Date: 2025-05-10
Tags: nuxt, scroll, spa, history api

Nuxt3 向け、スクロール位置復元モジュールの実装とnpmjs公開

SPAアプリでF5リロードした時に、スクロール位置が復元されない問題を解決するためのNuxt3モジュール nuxt-scroll-restoration を作成し、npmで公開しました。これが、私のnpmで初めてのリリースになりました。

../../../../_images/nuxt-scroll-restoration-on-npmjs.png

npmjs での表示

モチベーション

Nuxtでアプリを作ると、リロード時にスクロール位置が復元されません。 ページ編集結果を確認するためにリロードしたら、スクロール位置が失われて先頭が表示されてしまうため、共同編集中などにとても不便です。

従来のHTMLサイトではブラウザ標準のスクロール位置復元機能が働きますが、NuxtのようなSPAではそれが期待通りに動作しません。

解決策を探しているうちに delayed-scroll-restoration-polyfill を見つけましたが、これはJS一般用の実装だったため、Nuxt向けにそのままでは使えませんでした。そこで、Nuxt3用に調整したパッケージを作りました。

最近は AI Agent でコーディングしていることもあり、それほど時間をかけずにパッケージ公開まで出来るんじゃないだろうか?と思えたことも、動機の1つです。

:: データ項目 ::

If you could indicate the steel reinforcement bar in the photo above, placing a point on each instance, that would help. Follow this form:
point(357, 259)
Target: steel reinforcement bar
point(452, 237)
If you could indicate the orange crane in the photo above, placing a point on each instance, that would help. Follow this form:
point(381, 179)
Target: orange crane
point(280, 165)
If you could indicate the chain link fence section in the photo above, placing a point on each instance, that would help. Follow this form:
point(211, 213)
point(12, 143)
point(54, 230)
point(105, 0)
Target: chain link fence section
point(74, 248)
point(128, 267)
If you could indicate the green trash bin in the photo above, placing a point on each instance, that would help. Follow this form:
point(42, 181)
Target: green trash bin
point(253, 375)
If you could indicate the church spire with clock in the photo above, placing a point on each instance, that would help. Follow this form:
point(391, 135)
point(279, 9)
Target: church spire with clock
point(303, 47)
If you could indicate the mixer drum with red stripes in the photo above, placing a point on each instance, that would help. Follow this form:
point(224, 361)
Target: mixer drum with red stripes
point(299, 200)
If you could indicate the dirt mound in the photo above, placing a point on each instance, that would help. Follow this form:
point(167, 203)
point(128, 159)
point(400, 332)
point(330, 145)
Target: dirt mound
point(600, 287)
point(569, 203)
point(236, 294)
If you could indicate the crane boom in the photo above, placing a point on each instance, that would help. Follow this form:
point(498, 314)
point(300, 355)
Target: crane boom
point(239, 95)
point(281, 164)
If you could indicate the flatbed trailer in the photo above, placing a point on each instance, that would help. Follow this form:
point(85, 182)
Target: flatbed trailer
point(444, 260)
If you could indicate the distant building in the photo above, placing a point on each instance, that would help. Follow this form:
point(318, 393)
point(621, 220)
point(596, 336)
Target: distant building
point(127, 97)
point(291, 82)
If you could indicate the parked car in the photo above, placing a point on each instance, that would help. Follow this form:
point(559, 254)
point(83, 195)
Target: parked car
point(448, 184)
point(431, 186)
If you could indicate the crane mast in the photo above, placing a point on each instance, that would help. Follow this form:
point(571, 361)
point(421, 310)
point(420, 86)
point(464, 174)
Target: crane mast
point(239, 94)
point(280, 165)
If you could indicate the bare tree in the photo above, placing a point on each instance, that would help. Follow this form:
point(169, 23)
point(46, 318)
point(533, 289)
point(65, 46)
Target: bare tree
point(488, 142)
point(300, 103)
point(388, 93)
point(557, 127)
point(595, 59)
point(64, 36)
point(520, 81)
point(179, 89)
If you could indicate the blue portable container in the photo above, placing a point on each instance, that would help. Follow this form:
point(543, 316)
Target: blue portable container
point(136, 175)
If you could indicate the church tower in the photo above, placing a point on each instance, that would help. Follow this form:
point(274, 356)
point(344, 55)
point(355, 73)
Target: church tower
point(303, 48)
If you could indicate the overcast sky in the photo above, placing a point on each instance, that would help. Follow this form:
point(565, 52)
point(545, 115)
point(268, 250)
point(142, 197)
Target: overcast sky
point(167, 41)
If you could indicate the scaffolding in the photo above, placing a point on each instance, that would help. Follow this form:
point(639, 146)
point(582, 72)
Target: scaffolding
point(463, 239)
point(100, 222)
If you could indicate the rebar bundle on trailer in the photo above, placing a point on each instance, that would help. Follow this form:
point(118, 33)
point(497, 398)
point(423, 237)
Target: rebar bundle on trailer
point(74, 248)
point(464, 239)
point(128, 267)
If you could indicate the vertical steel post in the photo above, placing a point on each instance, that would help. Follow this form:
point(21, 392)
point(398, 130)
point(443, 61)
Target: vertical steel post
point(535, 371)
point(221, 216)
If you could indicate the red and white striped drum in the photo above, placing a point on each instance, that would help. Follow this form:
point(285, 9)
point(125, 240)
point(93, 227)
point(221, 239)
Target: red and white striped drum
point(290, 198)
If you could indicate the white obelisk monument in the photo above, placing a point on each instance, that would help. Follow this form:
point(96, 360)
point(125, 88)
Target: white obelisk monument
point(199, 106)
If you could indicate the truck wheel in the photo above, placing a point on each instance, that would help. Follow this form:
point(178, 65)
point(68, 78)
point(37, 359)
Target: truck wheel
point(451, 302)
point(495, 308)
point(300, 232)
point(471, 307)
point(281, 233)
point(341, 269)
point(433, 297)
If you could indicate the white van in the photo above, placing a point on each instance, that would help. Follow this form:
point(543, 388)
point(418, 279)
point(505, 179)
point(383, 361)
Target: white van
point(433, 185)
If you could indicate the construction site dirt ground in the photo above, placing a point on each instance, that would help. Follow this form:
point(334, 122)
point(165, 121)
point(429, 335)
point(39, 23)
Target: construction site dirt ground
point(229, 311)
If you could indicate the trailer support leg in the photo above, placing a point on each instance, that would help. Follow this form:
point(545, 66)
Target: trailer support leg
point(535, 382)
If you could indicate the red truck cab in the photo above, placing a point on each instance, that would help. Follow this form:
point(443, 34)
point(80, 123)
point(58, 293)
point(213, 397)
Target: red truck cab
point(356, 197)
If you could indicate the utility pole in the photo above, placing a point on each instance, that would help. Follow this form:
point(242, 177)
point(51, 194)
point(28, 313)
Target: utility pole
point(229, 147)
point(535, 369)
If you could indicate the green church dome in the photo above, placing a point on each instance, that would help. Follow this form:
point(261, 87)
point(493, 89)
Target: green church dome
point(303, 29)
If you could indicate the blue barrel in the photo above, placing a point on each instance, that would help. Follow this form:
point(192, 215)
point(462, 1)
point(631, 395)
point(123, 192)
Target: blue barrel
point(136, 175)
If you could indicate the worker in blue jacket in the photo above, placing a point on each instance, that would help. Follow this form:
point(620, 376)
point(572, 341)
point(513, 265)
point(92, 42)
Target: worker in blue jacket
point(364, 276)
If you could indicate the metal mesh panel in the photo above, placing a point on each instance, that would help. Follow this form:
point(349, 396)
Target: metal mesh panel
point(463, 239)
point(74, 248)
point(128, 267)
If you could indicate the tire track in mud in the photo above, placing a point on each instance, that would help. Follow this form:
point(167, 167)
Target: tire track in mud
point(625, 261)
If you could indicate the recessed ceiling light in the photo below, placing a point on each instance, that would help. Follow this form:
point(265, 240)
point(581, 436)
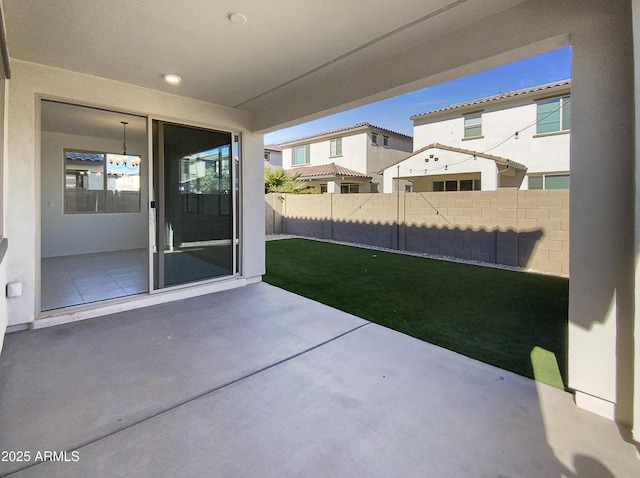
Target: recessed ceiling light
point(173, 79)
point(237, 18)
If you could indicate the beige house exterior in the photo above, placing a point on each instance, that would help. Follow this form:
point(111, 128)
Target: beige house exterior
point(356, 152)
point(519, 139)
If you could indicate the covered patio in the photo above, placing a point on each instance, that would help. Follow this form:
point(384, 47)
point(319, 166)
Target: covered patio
point(260, 382)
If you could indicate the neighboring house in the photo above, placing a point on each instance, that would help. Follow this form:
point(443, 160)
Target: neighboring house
point(517, 139)
point(272, 156)
point(345, 160)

:: 課題内容 ::
スクロール位置復元の文章のうち、「Date: 2025-05-10」から「編集中などにとても不便です。」までをすべて、そのまま書き写すこと。

:: 解答 ::
Date: 2025-05-10
Tags: nuxt, scroll, spa, history api

Nuxt3 向け、スクロール位置復元モジュールの実装とnpmjs公開

SPAアプリでF5リロードした時に、スクロール位置が復元されない問題を解決するためのNuxt3モジュール nuxt-scroll-restoration を作成し、npmで公開しました。これが、私のnpmで初めてのリリースになりました。

../../../../_images/nuxt-scroll-restoration-on-npmjs.png

npmjs での表示

モチベーション

Nuxtでアプリを作ると、リロード時にスクロール位置が復元されません。 ページ編集結果を確認するためにリロードしたら、スクロール位置が失われて先頭が表示されてしまうため、共同編集中などにとても不便です。